• _Goal_
Write the next part of the passage on Gurdjieff and his teachings, beginning after its final sentence; the listing that follows it is separate from that passage.

• _Extract to read_
%%

Tuesday 3 May 2011

What is The Significance of the Life of Man on Earth?


His love for the world was no less than Christ's or Buddha's; no less was his commitment to the transmission of the truth of the world he saw dimmed by the floating ash of successive explosions of human error. He sought to restore the bleak human landscape of ignorance to light and life; and he carried that light and life in himself on his quest to impart it to others without discrimination." - Alfred Richard Orage
George Ivanovich Gurdjieff (January 13, 1866 – October 29, 1949), was a Greek-Armenian mystic, a teacher of sacred dances, and a spiritual teacher. At different times in his life he formed and liquidated various schools around the world to utilize his teachings. He claimed that the teachings he brought to the West from his own experiences and early travels expressed the truth found in other ancient religions and wisdom teachings relating to self-awareness in one's daily life and humanity's place in the universe. His teachings might be summed up by the title of his third series of writings: Life is Real Only Then, When 'I Am', while his complete series of books is entitled "All and Everything." He is most notable for introducing what some refer to as "The Work," connoting work on oneself according to Gurdjieff's principles and instructions, or as he first referred to it, "The Fourth Way".
Gurdjieff claimed that people do not perceive reality, as they are not conscious of themselves, but live in a state of hypnotic "waking sleep.".
"Man lives his life in sleep, and in sleep he dies." Gurdjieff taught that each person perceived things from a completely subjective perspective. Gurdjieff stated that maleficent events such as wars and so on could not possibly take place if people were more awake. He asserted that people in their typical state were unconscious automatons, but that it was possible for a man to wake up and experience life more fully..

%%

• _Extracted entries_
%%

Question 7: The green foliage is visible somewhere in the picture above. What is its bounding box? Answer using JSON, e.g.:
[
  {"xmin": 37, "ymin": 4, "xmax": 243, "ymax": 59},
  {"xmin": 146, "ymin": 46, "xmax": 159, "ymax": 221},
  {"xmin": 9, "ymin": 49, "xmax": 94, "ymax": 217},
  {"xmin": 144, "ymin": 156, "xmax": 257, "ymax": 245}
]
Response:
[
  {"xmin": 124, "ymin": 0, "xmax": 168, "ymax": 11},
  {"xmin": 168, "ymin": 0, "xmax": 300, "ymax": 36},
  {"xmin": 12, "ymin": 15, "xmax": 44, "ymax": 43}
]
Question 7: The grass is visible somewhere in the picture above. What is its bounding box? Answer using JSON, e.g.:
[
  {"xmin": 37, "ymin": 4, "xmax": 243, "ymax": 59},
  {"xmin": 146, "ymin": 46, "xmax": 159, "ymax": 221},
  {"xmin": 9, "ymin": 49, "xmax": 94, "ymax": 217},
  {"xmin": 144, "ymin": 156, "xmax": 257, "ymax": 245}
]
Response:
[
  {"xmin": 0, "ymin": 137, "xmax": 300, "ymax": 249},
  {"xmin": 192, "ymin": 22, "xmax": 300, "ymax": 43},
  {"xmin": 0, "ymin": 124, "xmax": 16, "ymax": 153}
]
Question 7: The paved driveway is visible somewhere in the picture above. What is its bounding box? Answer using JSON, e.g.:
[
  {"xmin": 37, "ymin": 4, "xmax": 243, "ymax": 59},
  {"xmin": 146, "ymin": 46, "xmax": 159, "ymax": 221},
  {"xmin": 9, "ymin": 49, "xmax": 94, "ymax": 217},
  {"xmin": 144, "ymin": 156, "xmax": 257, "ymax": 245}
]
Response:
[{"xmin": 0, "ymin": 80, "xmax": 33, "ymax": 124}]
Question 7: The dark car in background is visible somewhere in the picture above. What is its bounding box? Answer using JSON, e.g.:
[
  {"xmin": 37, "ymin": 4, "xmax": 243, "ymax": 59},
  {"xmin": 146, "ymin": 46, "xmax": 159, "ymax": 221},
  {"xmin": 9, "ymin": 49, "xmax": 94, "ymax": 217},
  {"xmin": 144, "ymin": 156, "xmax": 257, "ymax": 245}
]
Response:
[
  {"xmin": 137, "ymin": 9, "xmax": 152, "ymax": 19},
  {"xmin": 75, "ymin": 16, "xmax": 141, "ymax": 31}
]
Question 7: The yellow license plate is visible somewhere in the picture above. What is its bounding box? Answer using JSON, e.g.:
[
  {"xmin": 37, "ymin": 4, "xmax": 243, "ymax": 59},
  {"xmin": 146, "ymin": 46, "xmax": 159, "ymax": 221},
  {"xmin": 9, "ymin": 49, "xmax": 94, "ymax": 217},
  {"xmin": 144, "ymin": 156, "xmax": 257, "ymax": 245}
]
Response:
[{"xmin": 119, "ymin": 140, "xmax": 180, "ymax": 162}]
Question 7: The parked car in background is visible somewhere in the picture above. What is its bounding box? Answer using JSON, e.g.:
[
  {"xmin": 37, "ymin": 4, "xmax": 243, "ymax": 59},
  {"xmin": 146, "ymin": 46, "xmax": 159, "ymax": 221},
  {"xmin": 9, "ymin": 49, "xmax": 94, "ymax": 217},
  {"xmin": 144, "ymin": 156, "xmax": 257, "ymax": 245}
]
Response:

%%

• _Answer to this task_
Gurdjieff wrote and approved for publication three volumes of his written work under the title All and Everything. The first volume, 'Beelzebub's Tales to His Grandson', is a lengthy allegorical work that recounts the explanations of Beelzebub to his grandson concerning the beings of the planet Earth. Intended to be a teaching tool for his teachings, Gurdjieff had gone to great lengths in order to increase the effort needed to read and understand the book. The second volume, 'Meetings with Remarkable Men', was written in a very easily understood manner, and purports to be an autobiography of his early years, but also contains many allegorical statements. His final unfinished volume, 'Life is Real Only Then, When 'I Am'', contains a fragment of an autobiographical description of later years, as well as transcripts of some lectures.
Even today, after almost a century of intense study and practice by students of his teaching, Gurdjieff himself remains an enigma. On first meeting him in Moscow in 1915, eminent writer and mathematician, P.D. Ouspensky, noted, "I saw a man of an oriental type, no longer young, with a black mustache and piercing eyes, who produced the strange, unexpected and almost alarming impression of a man poorly disguised, the sight of whom embarrasses you because you see that he is not what he pretends to be and yet you have to speak and behave as though you did not see it."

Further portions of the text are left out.